→ **Goal of the exercise**
Copy the collection of short jokes that follows word for word, keeping every line and mark unchanged.

→ **Source passage**

· · ·

I’m getting really irritated. This is the tenth ATM I’ve been to in the last week that’s had “insufficient funds”.
By all means, autocorrect, let’s respond to my mother’s “Good morning” text with “God, moron.”
The average person swallows 30-50 feral hogs in their sleep every year.
Bruises are your bodies way of reminding you that you should nap more and gallivant less.
It’s 100% legal to give cops the finger. But remember, it’s also apparently 100% legal for them to shoot and kill you.
For a happy marriage, never closely watch them eat.
Me: I don’t understand why no one takes me seriously.
Also me: *wearing Cheetos like walrus tusks*
I’m only grabbing fast food to refill my napkin collection in the car.
[on the sidelines at a college football game]
me: d-e-f-e-n-s-e, what’s that spell
crowd: *not paying attention*
me: d-e-f-e-n-s-e! what’s that spell!
crowd: *still not paying attention*
me: c’mon what’s that spell, i have a test on monday
Date: Your eyes look beautiful in the moon’s light.
Me: Awww.
Date: *leans in for a kiss*
Me: The moon doesn’t make light, stupid.
Top 5 Zones
5 – Twilight
4 – O
3 – End
2 – In the
1- Cal
“dress for the job you want”
There’s a job you want???
H: Gross! Stop peeing in the shower!
Me: Why? Everybody pees in the shower.
H: Yeah but you’re not in it right now, I am.
“Pecan” sounds like Yoda telling someone he is able to go to the bathroom.
When I meet someone new I always determine if they’d be an ally or food, in the event of a zombie apocalypse.
Me: home is where the heart is.
Nurse: *handing me a scalpel* doctor, you’re terrible at this.

· · ·

→ **Data section**
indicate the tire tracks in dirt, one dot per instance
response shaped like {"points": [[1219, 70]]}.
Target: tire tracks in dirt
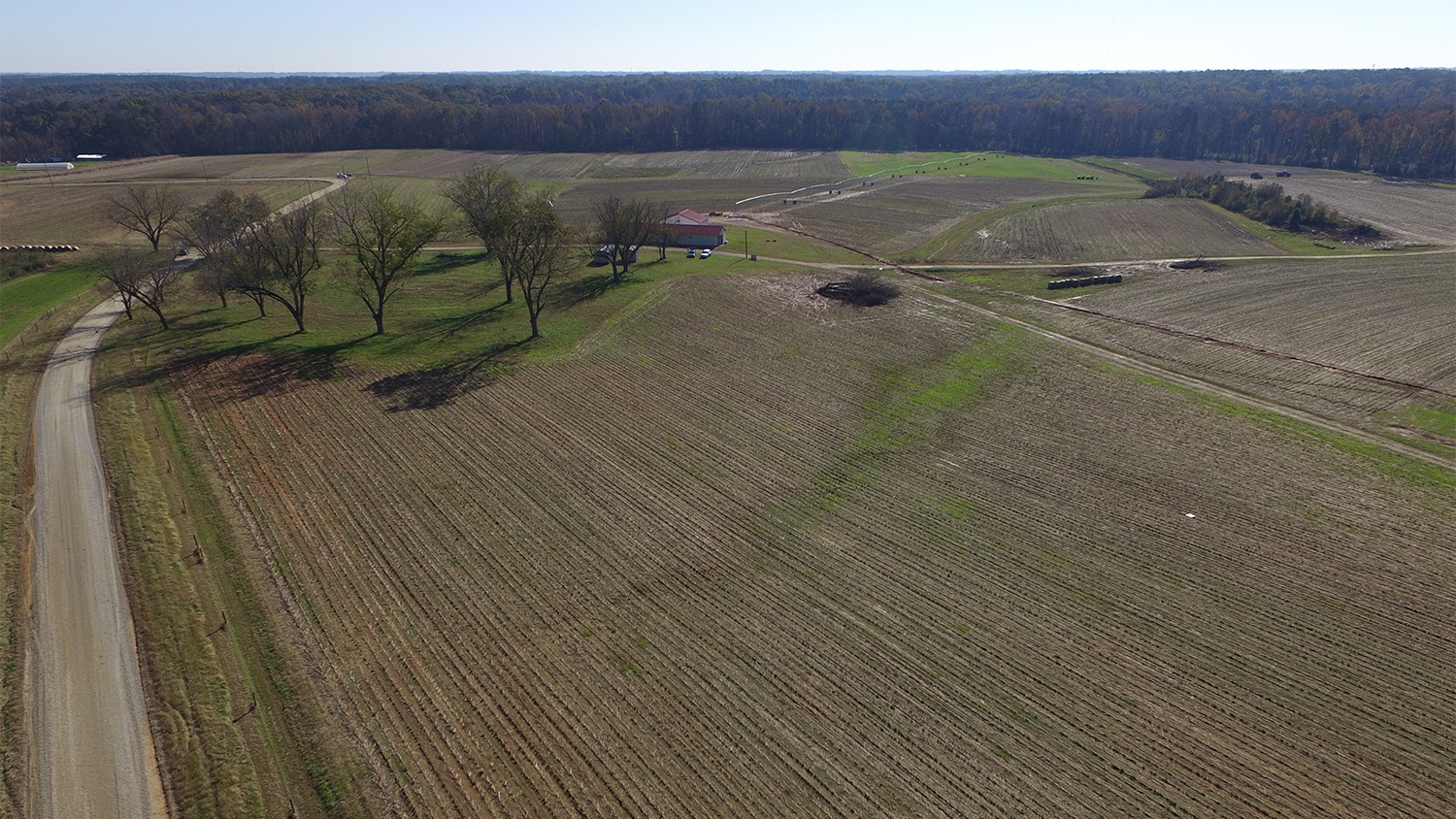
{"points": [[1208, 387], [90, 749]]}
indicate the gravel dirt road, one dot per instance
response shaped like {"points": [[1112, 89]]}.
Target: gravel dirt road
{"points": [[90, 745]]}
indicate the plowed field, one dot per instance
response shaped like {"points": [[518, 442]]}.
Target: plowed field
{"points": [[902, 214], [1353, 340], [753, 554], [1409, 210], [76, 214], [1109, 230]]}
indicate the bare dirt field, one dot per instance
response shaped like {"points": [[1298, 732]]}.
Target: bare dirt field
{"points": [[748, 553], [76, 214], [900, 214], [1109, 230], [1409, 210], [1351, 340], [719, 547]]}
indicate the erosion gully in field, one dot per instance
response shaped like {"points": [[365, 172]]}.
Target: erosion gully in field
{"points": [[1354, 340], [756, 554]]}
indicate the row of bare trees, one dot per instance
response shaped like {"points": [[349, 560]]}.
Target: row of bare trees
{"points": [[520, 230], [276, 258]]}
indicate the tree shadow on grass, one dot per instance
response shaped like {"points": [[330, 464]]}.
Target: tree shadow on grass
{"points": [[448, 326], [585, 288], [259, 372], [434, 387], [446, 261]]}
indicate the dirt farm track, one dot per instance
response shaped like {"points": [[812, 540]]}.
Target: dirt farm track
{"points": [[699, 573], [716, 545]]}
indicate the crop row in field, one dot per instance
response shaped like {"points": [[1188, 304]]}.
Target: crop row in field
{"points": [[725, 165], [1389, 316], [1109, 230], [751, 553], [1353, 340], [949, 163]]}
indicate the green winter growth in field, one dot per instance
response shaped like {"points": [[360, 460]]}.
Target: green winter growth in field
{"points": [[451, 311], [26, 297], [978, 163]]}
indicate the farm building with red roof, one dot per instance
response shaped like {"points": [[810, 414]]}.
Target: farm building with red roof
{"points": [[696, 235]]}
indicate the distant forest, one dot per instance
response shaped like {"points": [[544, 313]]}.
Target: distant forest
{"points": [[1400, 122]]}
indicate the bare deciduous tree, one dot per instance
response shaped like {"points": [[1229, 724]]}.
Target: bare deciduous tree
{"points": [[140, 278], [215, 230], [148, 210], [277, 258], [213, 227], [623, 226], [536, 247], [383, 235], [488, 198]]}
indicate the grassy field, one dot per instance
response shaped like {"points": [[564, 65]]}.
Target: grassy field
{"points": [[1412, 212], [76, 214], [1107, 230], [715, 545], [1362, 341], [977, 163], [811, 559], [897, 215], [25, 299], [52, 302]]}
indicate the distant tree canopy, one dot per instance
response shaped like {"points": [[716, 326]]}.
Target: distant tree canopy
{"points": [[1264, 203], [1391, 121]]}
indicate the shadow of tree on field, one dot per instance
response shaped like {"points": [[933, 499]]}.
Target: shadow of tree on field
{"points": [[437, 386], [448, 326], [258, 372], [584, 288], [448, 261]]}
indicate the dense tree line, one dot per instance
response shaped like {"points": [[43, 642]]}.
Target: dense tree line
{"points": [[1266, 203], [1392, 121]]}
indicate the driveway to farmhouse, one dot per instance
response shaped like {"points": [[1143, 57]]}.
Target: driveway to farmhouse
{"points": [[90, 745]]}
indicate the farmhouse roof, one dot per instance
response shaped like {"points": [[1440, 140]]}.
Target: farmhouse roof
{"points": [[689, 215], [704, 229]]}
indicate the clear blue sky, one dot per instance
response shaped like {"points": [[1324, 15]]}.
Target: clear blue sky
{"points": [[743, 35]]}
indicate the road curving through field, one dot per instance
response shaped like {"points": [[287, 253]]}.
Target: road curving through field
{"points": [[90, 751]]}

· · ·

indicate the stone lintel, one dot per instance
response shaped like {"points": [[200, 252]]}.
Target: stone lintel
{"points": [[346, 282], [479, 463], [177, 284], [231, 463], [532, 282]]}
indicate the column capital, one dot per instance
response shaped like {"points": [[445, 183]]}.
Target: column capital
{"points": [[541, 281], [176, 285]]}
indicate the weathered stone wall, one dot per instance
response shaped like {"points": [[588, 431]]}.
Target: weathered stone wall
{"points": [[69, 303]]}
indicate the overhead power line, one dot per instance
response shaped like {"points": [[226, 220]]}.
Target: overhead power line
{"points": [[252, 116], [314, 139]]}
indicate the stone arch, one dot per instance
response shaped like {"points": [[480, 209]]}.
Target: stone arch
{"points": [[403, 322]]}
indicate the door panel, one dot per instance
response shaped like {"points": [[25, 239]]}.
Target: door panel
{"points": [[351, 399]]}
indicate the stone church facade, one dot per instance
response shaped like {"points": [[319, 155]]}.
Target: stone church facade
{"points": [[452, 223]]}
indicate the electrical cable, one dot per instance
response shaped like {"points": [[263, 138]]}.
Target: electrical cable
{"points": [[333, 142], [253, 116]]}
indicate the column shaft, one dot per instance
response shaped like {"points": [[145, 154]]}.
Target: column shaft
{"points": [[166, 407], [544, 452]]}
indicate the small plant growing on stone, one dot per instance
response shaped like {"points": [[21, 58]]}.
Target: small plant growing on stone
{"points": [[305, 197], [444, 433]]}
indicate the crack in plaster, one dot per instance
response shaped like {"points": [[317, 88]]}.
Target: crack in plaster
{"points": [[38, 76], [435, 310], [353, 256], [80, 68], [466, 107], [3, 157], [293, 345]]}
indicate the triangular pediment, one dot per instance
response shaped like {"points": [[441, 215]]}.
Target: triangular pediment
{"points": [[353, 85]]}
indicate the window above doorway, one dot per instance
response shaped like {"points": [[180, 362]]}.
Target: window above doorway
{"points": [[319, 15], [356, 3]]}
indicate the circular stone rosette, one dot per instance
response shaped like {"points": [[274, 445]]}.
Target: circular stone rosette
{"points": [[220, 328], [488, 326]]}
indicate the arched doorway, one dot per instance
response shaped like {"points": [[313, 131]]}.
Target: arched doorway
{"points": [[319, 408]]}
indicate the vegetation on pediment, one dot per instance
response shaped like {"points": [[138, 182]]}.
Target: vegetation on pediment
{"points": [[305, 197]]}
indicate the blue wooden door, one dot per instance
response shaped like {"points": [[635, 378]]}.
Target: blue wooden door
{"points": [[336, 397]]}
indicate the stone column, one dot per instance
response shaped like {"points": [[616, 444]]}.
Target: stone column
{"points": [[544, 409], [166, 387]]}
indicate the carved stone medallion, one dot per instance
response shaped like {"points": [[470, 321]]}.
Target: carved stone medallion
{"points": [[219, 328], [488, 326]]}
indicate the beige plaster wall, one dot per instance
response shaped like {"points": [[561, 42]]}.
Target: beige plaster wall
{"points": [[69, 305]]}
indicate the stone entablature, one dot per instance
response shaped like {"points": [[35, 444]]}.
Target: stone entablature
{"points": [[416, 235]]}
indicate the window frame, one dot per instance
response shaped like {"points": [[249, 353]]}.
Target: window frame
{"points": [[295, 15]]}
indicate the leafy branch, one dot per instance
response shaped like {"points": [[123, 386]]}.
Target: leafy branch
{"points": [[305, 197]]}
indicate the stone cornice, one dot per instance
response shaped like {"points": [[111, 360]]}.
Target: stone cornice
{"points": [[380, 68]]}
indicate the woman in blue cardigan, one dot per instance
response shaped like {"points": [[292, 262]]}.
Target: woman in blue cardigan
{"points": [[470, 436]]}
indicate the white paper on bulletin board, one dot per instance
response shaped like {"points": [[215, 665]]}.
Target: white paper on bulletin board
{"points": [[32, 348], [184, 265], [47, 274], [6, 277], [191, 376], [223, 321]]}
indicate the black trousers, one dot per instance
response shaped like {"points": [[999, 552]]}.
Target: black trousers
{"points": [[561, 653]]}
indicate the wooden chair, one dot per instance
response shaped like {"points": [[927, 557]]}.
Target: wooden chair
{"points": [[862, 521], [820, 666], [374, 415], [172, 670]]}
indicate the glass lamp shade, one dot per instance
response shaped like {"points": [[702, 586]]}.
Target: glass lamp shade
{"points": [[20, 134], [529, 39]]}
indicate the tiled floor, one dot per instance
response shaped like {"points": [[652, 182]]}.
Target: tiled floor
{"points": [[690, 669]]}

· · ·

→ **Task solution**
I’m getting really irritated. This is the tenth ATM I’ve been to in the last week that’s had “insufficient funds”.
By all means, autocorrect, let’s respond to my mother’s “Good morning” text with “God, moron.”
The average person swallows 30-50 feral hogs in their sleep every year.
Bruises are your bodies way of reminding you that you should nap more and gallivant less.
It’s 100% legal to give cops the finger. But remember, it’s also apparently 100% legal for them to shoot and kill you.
For a happy marriage, never closely watch them eat.
Me: I don’t understand why no one takes me seriously.
Also me: *wearing Cheetos like walrus tusks*
I’m only grabbing fast food to refill my napkin collection in the car.
[on the sidelines at a college football game]
me: d-e-f-e-n-s-e, what’s that spell
crowd: *not paying attention*
me: d-e-f-e-n-s-e! what’s that spell!
crowd: *still not paying attention*
me: c’mon what’s that spell, i have a test on monday
Date: Your eyes look beautiful in the moon’s light.
Me: Awww.
Date: *leans in for a kiss*
Me: The moon doesn’t make light, stupid.
Top 5 Zones
5 – Twilight
4 – O
3 – End
2 – In the
1- Cal
“dress for the job you want”
There’s a job you want???
H: Gross! Stop peeing in the shower!
Me: Why? Everybody pees in the shower.
H: Yeah but you’re not in it right now, I am.
“Pecan” sounds like Yoda telling someone he is able to go to the bathroom.
When I meet someone new I always determine if they’d be an ally or food, in the event of a zombie apocalypse.
Me: home is where the heart is.
Nurse: *handing me a scalpel* doctor, you’re terrible at this.